=== DATA FOR ANALYSIS ===
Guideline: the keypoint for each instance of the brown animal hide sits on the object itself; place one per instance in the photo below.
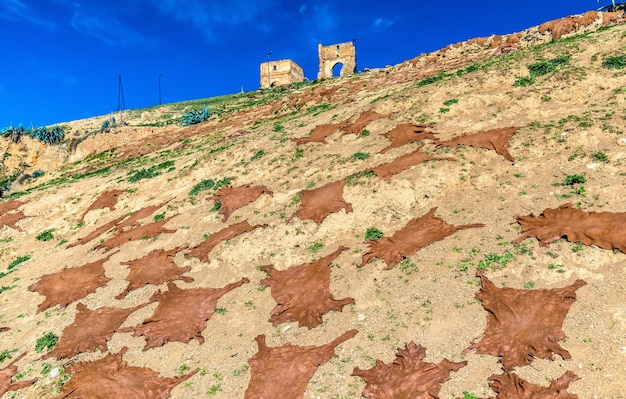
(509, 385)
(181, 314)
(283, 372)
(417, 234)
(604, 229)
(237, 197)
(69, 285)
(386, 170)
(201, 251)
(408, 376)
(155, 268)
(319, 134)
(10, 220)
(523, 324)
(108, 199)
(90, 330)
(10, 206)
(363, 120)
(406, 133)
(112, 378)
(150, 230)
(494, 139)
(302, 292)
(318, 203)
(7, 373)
===
WORK INSTRUCTION: The material must be restated verbatim. Its pictures must be omitted.

RESPONSE:
Guideline: the keypoint for each instance of the brown animal hide sits on the object itself; place one per instance in the photo below.
(509, 385)
(181, 314)
(283, 372)
(417, 234)
(604, 229)
(237, 197)
(69, 285)
(386, 170)
(201, 251)
(408, 376)
(155, 268)
(319, 134)
(10, 220)
(523, 324)
(108, 199)
(90, 330)
(10, 206)
(363, 120)
(406, 133)
(112, 378)
(150, 230)
(494, 139)
(302, 292)
(318, 203)
(7, 373)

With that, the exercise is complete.